## [TASK TO CARRY OUT]
Reproduce the records word for word, from their first line through the line that contains "79 175 L 57", including that line.

——————

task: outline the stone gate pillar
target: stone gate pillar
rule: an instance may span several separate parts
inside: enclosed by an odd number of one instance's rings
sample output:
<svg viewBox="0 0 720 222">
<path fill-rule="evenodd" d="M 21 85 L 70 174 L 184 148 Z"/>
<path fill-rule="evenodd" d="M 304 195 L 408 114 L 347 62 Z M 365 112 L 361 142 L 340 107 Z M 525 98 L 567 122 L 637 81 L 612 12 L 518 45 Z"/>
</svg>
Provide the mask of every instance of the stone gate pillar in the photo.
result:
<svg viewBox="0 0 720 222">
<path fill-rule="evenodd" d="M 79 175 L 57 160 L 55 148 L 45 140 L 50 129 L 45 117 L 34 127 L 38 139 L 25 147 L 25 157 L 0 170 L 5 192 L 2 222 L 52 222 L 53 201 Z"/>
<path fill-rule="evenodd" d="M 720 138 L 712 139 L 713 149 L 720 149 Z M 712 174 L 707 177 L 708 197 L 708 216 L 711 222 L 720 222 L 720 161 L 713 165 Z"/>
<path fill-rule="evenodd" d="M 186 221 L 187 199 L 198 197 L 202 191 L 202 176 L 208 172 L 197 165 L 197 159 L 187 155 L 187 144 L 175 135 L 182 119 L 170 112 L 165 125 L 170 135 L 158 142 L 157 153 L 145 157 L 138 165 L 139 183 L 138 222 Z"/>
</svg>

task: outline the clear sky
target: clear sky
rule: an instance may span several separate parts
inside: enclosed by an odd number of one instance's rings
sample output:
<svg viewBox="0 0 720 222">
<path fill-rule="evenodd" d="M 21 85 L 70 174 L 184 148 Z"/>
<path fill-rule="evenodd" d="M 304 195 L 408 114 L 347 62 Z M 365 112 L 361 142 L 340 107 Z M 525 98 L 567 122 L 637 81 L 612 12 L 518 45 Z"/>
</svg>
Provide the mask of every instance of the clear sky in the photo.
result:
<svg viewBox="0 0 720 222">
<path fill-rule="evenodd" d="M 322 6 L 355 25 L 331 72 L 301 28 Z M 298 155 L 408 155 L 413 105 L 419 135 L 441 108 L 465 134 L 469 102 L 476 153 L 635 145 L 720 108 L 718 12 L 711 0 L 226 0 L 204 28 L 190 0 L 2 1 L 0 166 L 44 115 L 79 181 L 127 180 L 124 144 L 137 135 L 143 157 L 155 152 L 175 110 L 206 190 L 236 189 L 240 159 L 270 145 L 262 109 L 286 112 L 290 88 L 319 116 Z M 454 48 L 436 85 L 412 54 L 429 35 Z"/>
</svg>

——————

## [EXERCISE ANSWER]
task: outline the stone gate pillar
target: stone gate pillar
rule: an instance may span several separate parts
inside: enclosed by an odd number of one instance's rings
sample output:
<svg viewBox="0 0 720 222">
<path fill-rule="evenodd" d="M 21 85 L 70 174 L 184 148 Z"/>
<path fill-rule="evenodd" d="M 304 195 L 408 114 L 347 62 Z M 365 112 L 361 142 L 340 107 Z M 525 98 L 567 122 L 637 81 L 612 12 L 518 45 Z"/>
</svg>
Provide the mask of every instance of the stone gate pillar in the photo.
result:
<svg viewBox="0 0 720 222">
<path fill-rule="evenodd" d="M 79 175 L 57 160 L 55 148 L 45 140 L 50 129 L 45 117 L 34 127 L 38 139 L 25 147 L 25 157 L 0 170 L 5 192 L 2 222 L 52 222 L 53 201 Z"/>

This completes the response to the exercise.